WHAT THE TASK ASKS:
Below are several records. Retype exactly those lines running from the one with "Query: grassy embankment" through the one with "Query: utility pole", end lines included, and no others.

[Point-per-instance localization data]

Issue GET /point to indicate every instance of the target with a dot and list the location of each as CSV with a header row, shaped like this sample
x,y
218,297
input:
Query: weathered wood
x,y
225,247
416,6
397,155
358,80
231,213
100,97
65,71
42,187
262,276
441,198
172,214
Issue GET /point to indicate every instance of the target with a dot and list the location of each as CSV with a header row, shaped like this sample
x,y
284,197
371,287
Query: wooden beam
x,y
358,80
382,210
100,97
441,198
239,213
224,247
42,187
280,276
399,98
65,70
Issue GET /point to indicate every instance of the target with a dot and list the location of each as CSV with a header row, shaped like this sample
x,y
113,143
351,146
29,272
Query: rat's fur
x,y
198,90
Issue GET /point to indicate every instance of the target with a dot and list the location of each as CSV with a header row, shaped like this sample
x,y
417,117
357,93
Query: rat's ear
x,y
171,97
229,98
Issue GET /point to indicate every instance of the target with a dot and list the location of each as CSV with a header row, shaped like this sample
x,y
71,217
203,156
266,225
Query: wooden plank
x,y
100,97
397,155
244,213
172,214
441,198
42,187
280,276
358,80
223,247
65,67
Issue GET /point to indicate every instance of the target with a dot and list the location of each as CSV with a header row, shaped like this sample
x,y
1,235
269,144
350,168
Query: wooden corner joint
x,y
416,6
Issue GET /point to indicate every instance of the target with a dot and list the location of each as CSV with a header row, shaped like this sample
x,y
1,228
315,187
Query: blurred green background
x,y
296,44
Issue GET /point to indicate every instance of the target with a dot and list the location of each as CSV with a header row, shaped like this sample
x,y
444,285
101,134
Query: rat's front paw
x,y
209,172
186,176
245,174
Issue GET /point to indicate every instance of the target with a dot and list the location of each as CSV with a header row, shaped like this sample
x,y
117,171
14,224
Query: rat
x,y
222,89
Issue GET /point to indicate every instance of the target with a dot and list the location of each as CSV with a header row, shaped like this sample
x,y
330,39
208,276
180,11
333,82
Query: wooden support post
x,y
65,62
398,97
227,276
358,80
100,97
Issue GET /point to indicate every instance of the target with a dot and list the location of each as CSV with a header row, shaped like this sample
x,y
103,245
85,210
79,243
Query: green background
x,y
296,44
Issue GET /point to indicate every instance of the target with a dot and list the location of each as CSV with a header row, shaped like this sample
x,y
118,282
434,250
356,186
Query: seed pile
--
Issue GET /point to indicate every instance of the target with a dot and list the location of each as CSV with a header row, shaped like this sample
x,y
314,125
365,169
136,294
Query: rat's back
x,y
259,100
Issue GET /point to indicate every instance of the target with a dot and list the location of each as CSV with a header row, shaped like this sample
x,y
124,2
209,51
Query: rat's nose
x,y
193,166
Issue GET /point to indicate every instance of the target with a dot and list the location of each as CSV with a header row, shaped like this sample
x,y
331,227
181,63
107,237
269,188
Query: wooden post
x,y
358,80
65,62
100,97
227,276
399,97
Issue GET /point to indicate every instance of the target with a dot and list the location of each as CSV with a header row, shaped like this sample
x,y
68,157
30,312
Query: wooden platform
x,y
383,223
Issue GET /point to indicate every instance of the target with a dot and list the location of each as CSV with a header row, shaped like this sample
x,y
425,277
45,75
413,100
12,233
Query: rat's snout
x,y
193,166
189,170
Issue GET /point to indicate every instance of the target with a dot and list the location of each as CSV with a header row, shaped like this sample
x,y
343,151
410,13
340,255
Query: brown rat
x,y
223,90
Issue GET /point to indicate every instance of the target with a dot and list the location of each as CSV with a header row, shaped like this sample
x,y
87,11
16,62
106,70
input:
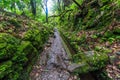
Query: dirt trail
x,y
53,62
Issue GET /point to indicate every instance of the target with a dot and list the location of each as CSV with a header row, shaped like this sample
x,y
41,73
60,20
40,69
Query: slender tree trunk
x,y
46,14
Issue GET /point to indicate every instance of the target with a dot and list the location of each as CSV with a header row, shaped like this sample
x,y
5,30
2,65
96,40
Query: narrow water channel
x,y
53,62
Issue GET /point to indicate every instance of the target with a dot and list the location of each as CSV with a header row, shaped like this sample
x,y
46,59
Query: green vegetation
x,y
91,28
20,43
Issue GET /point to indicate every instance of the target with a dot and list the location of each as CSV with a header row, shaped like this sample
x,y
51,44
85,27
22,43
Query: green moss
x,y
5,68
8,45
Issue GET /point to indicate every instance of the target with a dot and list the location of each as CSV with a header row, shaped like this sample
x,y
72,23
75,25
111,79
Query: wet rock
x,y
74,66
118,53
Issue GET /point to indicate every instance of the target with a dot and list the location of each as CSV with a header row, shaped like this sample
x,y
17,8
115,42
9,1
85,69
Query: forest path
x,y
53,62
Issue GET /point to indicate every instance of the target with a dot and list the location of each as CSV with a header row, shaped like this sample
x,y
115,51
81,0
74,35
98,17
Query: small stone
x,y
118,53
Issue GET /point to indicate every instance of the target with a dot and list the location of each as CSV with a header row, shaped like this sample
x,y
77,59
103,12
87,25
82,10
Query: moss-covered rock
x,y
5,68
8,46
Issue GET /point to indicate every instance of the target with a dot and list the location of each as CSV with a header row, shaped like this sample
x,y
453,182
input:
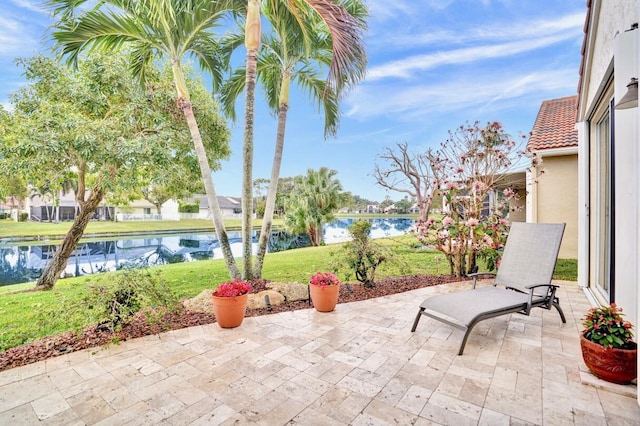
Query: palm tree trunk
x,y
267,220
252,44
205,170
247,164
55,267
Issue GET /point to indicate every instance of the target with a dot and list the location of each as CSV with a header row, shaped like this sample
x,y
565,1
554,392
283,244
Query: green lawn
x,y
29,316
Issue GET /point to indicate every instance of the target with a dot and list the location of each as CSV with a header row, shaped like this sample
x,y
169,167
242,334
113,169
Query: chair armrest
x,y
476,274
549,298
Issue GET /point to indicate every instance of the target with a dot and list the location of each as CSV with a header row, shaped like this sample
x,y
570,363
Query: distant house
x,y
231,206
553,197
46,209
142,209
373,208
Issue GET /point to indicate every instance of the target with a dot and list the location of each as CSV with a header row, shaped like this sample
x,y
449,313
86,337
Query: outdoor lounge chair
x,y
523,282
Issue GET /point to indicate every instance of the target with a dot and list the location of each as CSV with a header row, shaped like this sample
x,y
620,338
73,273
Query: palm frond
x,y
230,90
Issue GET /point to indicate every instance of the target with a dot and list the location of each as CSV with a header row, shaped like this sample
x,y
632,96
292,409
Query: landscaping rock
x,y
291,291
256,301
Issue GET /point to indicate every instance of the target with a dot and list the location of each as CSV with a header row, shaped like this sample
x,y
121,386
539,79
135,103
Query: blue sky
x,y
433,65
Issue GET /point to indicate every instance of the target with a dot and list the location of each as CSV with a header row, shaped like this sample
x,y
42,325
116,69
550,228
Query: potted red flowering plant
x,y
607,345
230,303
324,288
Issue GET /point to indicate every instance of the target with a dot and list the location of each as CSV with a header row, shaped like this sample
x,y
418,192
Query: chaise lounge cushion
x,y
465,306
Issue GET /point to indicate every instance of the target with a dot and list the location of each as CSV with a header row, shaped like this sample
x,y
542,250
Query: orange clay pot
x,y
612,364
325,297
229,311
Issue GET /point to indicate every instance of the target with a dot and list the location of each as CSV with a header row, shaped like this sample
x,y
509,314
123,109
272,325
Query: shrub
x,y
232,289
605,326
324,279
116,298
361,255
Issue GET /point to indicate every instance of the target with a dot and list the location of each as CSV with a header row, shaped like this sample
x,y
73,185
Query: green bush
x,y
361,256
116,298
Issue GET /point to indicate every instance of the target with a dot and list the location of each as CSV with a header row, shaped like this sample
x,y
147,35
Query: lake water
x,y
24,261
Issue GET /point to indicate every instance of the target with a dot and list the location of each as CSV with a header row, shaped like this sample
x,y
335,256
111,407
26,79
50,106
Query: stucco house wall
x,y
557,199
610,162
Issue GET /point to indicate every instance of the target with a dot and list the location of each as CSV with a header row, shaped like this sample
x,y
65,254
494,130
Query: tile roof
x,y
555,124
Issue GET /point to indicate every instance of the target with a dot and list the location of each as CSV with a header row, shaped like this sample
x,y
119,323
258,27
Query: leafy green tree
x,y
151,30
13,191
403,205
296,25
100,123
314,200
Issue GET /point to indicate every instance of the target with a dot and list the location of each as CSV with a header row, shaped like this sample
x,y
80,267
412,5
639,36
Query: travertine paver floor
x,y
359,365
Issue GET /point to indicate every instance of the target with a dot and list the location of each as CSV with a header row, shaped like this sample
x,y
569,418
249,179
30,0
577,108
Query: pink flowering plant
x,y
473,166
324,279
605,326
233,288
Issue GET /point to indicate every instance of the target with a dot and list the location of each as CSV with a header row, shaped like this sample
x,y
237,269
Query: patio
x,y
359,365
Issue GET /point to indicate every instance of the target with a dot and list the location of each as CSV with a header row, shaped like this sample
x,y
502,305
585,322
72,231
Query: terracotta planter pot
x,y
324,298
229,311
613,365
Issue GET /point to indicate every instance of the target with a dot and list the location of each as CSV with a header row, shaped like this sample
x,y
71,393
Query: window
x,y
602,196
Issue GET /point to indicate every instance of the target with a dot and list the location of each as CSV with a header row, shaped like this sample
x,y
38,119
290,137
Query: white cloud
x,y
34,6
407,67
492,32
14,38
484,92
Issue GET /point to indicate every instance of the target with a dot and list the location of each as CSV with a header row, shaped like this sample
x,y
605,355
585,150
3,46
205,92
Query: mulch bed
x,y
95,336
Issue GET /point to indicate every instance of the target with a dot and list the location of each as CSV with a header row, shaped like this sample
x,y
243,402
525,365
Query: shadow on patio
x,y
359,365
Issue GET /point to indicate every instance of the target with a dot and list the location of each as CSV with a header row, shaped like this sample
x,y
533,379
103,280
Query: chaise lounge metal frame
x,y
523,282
...
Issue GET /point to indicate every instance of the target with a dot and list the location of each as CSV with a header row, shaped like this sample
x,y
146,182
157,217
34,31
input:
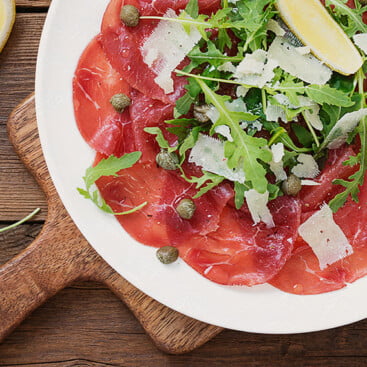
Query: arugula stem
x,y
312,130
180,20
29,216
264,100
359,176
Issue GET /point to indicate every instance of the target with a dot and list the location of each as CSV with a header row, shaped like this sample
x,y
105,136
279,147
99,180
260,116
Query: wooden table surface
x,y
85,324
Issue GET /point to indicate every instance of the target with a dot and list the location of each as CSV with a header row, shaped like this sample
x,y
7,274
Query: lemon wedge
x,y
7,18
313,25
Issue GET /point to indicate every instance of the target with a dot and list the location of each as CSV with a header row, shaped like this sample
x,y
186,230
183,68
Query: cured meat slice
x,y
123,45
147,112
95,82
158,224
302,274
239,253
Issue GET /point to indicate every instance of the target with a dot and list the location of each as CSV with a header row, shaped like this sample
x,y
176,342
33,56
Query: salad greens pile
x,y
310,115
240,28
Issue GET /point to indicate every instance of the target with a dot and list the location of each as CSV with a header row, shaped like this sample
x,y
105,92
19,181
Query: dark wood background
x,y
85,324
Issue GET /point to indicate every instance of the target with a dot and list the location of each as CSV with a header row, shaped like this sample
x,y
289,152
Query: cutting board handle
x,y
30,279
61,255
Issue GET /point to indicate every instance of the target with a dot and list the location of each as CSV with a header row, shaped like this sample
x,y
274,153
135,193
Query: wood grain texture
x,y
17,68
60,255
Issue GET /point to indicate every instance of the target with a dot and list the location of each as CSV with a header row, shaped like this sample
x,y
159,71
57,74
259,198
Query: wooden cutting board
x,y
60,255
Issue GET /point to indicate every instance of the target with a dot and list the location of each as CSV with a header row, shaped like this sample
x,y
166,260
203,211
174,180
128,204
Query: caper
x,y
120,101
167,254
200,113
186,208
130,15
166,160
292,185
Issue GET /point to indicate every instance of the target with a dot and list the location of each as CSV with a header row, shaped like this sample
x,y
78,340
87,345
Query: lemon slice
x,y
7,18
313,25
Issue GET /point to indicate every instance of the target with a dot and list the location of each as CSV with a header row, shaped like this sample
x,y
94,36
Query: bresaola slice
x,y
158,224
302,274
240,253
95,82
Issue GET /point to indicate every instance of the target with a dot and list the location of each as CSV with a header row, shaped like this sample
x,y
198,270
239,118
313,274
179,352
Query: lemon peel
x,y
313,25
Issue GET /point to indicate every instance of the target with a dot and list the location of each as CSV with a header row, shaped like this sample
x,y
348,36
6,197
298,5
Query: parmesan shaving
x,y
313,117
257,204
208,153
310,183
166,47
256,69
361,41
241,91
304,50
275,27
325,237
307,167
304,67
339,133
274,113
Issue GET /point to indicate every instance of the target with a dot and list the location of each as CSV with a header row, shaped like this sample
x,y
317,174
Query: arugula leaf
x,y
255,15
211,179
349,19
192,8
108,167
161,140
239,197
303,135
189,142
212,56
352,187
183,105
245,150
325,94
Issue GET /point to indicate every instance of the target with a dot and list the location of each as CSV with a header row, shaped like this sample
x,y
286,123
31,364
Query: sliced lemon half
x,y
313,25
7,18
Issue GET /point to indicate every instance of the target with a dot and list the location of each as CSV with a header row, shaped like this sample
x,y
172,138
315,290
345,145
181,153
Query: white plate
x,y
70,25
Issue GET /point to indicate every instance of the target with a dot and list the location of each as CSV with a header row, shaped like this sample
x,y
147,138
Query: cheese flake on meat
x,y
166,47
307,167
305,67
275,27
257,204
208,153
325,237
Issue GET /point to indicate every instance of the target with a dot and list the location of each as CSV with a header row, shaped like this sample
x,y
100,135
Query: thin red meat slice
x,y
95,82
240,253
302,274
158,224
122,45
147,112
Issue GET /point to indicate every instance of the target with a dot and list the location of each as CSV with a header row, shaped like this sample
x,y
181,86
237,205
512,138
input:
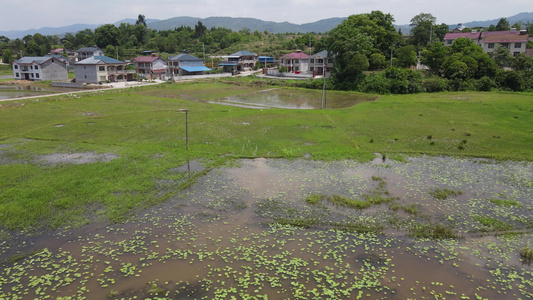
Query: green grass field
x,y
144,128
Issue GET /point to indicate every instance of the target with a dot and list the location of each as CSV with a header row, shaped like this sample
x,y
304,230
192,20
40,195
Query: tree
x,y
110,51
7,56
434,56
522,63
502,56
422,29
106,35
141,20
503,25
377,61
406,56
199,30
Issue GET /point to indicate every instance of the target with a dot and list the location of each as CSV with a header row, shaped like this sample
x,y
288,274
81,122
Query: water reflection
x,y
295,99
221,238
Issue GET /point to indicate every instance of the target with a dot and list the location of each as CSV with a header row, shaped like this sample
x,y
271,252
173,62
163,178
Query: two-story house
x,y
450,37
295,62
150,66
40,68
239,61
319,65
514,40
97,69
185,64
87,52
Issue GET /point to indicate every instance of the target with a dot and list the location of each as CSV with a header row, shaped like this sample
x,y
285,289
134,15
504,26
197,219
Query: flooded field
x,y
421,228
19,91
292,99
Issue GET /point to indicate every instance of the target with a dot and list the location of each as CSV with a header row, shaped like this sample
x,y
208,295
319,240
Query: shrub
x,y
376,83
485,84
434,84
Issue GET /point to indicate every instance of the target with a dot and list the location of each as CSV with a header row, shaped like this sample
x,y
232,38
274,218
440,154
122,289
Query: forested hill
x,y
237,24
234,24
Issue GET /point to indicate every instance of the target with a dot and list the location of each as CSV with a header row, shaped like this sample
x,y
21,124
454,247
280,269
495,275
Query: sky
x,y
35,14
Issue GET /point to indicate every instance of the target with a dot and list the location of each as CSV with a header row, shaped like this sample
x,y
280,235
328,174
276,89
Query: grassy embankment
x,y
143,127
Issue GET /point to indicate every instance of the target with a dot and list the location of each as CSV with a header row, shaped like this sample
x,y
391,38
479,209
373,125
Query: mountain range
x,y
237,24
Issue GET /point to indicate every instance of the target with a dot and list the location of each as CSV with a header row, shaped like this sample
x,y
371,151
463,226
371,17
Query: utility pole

RESULT:
Query: grassy embankment
x,y
143,127
Issue GET /point to indicate every instance of the target with a dot and list the location of each as CSV with a header row, shaped like this sample
x,y
391,38
479,209
373,125
Query: mountain range
x,y
237,24
Issue GET /point to indicate every instance of the target with a dot and list the location of each as CSV with a header row, shaped like this sample
x,y
371,151
463,226
371,17
Query: utility pole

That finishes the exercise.